BEGIN Given entries

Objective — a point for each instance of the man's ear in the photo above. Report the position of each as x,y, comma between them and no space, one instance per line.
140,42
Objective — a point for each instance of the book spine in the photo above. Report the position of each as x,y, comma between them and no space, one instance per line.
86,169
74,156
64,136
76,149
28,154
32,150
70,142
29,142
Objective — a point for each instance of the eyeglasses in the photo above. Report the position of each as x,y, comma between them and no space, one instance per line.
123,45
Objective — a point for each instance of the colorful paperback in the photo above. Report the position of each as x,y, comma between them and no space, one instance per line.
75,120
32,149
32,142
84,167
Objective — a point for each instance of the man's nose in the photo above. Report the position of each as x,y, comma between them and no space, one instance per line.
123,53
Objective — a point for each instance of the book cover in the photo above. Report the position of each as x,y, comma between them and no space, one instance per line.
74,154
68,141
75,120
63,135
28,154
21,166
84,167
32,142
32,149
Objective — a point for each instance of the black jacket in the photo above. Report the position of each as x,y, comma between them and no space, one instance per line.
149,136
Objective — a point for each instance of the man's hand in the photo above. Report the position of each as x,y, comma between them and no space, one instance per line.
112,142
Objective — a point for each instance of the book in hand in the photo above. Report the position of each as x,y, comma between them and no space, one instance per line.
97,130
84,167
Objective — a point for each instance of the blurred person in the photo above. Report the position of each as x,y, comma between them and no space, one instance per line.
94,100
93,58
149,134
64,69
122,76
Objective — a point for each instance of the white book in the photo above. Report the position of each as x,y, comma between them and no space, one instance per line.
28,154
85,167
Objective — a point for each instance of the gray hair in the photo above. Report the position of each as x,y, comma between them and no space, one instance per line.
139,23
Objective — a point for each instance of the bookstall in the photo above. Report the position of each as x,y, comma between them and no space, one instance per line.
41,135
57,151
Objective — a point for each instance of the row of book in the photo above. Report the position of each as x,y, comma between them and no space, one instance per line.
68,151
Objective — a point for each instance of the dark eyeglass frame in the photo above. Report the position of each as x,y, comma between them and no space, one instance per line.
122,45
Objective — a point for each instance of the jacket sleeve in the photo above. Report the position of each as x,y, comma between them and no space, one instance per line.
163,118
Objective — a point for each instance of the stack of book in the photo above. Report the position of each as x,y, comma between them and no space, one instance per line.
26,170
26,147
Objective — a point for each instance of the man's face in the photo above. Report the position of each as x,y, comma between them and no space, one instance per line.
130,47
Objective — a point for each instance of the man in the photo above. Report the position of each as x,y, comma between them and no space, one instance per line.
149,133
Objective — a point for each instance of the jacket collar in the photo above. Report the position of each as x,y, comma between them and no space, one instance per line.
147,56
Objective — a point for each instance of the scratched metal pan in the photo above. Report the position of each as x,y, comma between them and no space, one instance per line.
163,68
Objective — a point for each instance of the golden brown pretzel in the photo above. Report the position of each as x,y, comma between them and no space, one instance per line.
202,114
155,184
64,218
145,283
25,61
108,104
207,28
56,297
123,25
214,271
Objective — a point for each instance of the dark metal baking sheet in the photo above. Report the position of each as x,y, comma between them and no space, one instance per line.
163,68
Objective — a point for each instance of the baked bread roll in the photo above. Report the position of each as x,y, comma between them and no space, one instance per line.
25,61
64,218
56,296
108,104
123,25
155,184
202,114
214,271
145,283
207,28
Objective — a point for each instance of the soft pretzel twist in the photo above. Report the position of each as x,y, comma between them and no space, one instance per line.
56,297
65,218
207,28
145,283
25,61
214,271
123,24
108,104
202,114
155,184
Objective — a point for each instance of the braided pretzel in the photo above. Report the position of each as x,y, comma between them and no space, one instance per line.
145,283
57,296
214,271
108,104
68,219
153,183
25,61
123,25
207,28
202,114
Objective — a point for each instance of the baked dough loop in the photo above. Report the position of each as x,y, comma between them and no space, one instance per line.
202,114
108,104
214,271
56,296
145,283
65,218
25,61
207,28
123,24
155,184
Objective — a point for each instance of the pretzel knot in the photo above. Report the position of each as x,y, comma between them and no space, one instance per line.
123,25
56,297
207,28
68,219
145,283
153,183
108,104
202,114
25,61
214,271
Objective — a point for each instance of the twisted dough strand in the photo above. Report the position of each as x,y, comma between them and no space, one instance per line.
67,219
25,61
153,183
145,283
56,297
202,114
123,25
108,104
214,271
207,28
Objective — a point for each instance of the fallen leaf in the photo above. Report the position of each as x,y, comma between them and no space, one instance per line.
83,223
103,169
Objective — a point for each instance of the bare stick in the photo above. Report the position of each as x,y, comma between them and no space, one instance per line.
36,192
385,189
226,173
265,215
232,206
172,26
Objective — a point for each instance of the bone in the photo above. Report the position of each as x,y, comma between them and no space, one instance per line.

END Given entries

The problem = Please print every item above again, word for word, with each line unchanged.

Problem solution =
Objective — a point for each instance of the man's ear in the photo above. Report the position of each as x,y, comma between them and no space, one instance per line.
140,42
Objective — a point for each instance of the book spine in the photo above. Report the position of each as x,y, comma between them and no space, one instance per line.
86,169
74,156
64,136
76,149
28,154
32,150
70,142
29,142
Objective — a point for each instance of the eyeglasses in the photo above. Report the position of each as x,y, comma between them and no space, one instance per line.
123,45
Objective — a point for each instance of the colorful paperback in the photo above. Report the position of each as x,y, comma between them and no space, one instance per line.
75,120
32,149
32,142
84,167
Objective — a point for each instance of the man's nose in the photo above. Report the position of each as x,y, comma between them and no space, one instance per line.
123,53
Objective — a point for each instance of the book cover in the photo above. Report the position of each as x,y, comma between them and no space, one instance per line.
74,154
68,141
75,120
63,135
28,154
21,166
84,167
32,142
32,149
Objective — a point for each instance of the black jacket in the photo above. Report the position of each as x,y, comma between them and no space, one instance per line.
149,136
Objective — a point for each instance of the man's hand in the photo above. Report the position of each as x,y, comma between them and no space, one instance per line.
112,142
Objective — a point for each instance of the book in hand in the photo above. Report the position of each as x,y, comma between them and no space, one instance per line.
97,130
84,167
Objective — a point for each instance of the blurred person in the photo above. Report the position of each as x,y, comma between them and no space, one instance per line.
94,100
93,58
149,134
64,69
122,76
Objective — a point for each instance of the white book in the photo above. Report the position of each as x,y, comma between them and no space, one instance per line.
28,154
85,167
Objective — a point for each instance of the gray hair in the photo above. Report the position of each as x,y, comma between them and no space, one instance per line.
139,23
Objective — a point for each instance of the bookstall in the photo above. Report the position of each as x,y, comma between them and no space, one instance per line.
41,135
57,151
Objective — a point for each instance of the row of book in the photo above. Report the position of each as x,y, comma between them and no space, one instance per line.
68,151
Objective — a point for each instance of the dark eyeglass frame in the photo above. Report the position of each as x,y, comma between them and no space, one instance per line.
122,45
Objective — a point for each instance of the jacket sleeve in the photo above. Report the position of each as x,y, comma between them and no space, one instance per line.
163,118
Objective — a point for each instance of the stack of book in the photo above. Report the position of each as x,y, comma between them and no space, one instance per line.
26,170
26,147
Objective — a point for each instance of the man's face in the photo above. Report the position of each as x,y, comma between them and no space, one instance per line.
130,47
Objective — a point for each instance of the man in the photo above. Report the position of each as x,y, comma between them and no space, one instance per line.
149,133
Objective — a point for each instance of the jacket collar in the photo above. Report the position of each as x,y, comma between them and no space, one instance per line.
147,56
Objective — a point for each instance of the scratched metal pan in the photo above. Report the position of each as x,y, comma between them and no space, one instance per line.
163,68
Objective — a point for each instance of the golden brown pretzel in the photo above. Report the position of each as x,y, comma between them and no space, one instance per line.
202,114
155,184
64,218
145,283
25,61
108,104
207,28
56,297
123,25
214,271
Objective — a point for each instance of the dark metal baking sheet in the photo above. Report the position of each as x,y, comma between them and no space, one instance per line.
163,68
Objective — a point for each instance of the baked bread roll in the photo above. Report the position of each as x,y, comma between them and no space, one instance per line.
25,61
64,218
56,296
108,104
123,25
155,184
202,114
214,271
145,283
207,28
Objective — a point for each instance of the soft pretzel twist in the photo above. Report the position of each as x,y, comma between them and no space, one instance per line.
56,297
65,218
207,28
145,283
25,61
214,271
123,24
108,104
202,114
155,184
Objective — a point for each instance of the braided pretzel in the photo above. Report the position of each as x,y, comma between them and no space, one instance per line.
145,283
57,296
214,271
108,104
68,219
153,183
25,61
123,25
207,28
202,114
Objective — a point for each instance of the baked dough loop in the photo above. Report the position of each as x,y, comma between them and no space, one instance per line.
202,114
108,104
214,271
56,296
145,283
65,218
25,61
207,28
123,24
155,184
Objective — a point for each instance of the pretzel knot in the photo above. Report the position of each as x,y, comma between them and no space, one instance per line.
123,25
56,297
207,28
68,219
145,283
153,183
108,104
202,114
25,61
214,271
Objective — a point for each instance of the twisted dough strand in the photo above. Report the position of each as x,y, comma between them and no space, one instance per line.
67,219
25,61
153,183
145,283
56,297
202,114
123,25
108,104
214,271
207,28
Objective — a point for each instance of the fallen leaf in the photo above. Report the position of each as x,y, comma between them and no space, one instance per line.
83,223
103,169
Objective — a point for each instance of the bare stick in the photo above. Report the position of each as x,y, comma between them and no space, one instance per line.
36,192
385,189
226,173
265,215
232,206
172,26
Objective — a point for each instance of the bone in the photo above. Report the position of each as x,y, comma between them and no space, one instance per line.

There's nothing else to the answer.